*Objectif du travail*: Prolongez l'article sur le musicien Andrea Laszlo de Simone en enchaînant sur sa dernière phrase.

*Texte source*:
Andrea Laszlo de Simone, qui a sorti son nouvel album, Une Lunghissima Ombra (« Une ombre immense ») ce vendredi, estime que la musique ne doit pas être influencée par d’autres musiques mais par « des mondes, des expériences ». Il ajoute que s’il devait s’inspirer des artistes qu’il écoute, il ferait des reprises : « Or, je ne fais pas la musique que j’aime, mais la musique que j’ai. » Une formule déstabilisante de plus, mais qui fait sens au regard de sa discographie entamée en 2012 avec le confidentiel Ecce homo.

Il y a indéniablement un son de Simone, reconnaissable dès les premières notes. Un mélange de chanson élégiaque, d’expérimentations sonores, de compositions planantes, de plages instrumentales se déployant allègrement. « Dans la musique que je fais, je recherche constamment la consolation, quelque chose qui me fait me sentir mieux, qui me permet d’exprimer les émotions qui me traversent, se fondent avec mon environnement », avance-t-il.

« Je ne me considère pas comme un homme de spectacle »

On lui dit souvent que sa musique fait ressentir une nostalgie curieuse : celle de moments, d’époques, que l’on n’a pas vécus. Il le prend comme un compliment mais en est le premier surpris car ce n’est pas ce qu’il vise. « L’atmosphère générale de mes compositions provient des films néoréalistes que mes parents me faisaient regarder enfant, confie-t-il. Ces œuvres sont pleines non pas de nostalgie, mais de mélancolie, ce qui n’est pas la même chose. »

*Extrait de données*:
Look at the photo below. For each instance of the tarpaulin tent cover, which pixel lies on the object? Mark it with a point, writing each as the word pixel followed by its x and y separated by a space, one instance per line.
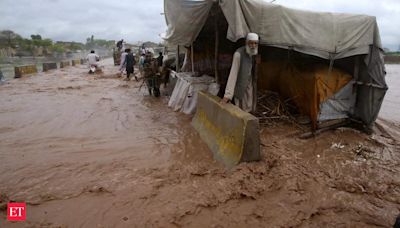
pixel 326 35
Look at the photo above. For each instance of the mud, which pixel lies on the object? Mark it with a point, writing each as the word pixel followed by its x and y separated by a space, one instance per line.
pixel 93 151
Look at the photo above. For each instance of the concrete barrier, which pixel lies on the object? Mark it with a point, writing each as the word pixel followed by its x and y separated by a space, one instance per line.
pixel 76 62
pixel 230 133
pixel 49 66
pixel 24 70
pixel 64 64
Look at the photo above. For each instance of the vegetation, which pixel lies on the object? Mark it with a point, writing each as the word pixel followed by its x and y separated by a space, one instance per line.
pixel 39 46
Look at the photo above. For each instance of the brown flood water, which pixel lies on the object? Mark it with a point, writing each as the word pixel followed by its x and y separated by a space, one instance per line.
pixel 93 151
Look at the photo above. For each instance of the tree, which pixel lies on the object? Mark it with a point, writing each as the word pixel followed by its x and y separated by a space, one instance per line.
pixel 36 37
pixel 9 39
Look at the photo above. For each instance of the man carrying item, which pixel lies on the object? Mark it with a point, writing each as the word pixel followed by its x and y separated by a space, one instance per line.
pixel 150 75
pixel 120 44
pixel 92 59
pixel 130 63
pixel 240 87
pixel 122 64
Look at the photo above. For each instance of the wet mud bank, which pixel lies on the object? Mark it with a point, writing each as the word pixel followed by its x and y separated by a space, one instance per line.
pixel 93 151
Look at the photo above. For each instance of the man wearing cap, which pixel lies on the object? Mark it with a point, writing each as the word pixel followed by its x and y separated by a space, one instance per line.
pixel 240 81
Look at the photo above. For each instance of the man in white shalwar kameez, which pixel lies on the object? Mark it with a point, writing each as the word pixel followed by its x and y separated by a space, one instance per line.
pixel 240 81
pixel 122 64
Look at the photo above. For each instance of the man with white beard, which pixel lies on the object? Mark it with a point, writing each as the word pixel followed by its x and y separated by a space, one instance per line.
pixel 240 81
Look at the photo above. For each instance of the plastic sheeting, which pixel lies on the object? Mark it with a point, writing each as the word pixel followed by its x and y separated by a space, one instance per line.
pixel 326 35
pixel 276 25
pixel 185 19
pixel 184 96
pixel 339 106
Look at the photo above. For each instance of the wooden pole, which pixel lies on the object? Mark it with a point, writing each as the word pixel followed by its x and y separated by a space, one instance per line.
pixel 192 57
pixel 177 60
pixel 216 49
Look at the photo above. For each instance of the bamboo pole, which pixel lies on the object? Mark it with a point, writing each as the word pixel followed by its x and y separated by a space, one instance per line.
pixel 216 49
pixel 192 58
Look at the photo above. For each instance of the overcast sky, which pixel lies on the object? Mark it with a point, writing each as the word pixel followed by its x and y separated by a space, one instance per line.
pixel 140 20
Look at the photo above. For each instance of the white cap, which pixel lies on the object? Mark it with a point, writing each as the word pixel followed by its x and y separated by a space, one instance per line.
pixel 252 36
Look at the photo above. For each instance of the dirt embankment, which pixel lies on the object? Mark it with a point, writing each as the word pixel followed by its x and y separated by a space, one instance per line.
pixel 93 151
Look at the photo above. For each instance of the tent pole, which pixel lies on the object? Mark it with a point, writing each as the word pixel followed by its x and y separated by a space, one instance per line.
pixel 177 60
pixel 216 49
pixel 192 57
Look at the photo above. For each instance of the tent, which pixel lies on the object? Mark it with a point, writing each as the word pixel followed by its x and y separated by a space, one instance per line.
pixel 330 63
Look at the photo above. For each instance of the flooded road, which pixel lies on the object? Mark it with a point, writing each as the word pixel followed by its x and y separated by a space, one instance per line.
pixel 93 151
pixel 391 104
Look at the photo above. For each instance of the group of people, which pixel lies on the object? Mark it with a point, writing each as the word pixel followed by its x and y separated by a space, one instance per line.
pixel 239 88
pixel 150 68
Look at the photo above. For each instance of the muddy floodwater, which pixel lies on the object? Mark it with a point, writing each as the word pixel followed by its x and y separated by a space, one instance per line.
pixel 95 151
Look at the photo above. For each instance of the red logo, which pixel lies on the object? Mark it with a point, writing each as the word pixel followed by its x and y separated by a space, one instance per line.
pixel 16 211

*Exercice corrigé*:
L’Italien tient à se tenir à l’écart du star-système de son pays où les grands noms de la chanson doivent consentir à la pipolisation. « J’ai des difficultés avec l’exposition. La musique, c’est mon travail, je suis un artisan, il est normal que je la vende. Mais je ne veux pas me vendre moi, je ne me considère pas comme un homme de spectacle », déclare l’artiste de 39 ans, installé à Turin, qui fait passer sa vie familiale avant tout. « La notoriété m’effraie, surtout par rapport à mon rôle de père, révèle-t-il. J’ai deux enfants, je veux qu’ils grandissent de manière sereine, sans ressentir la pression d’avoir un père connu. »

Cet été, l’extrait d’une de ces anciennes chansons, Fiore mio, a été au cœur des tendances sur le TikTok italien. Un phénomène qui le dépasse. « D’un côté, je me dis que ce n’est pas mal. D’un autre, je ne veux pas contribuer d’une manière ou d’une autre à ce média qui exige de s’exposer, de recevoir une validation de la société », nuance-t-il.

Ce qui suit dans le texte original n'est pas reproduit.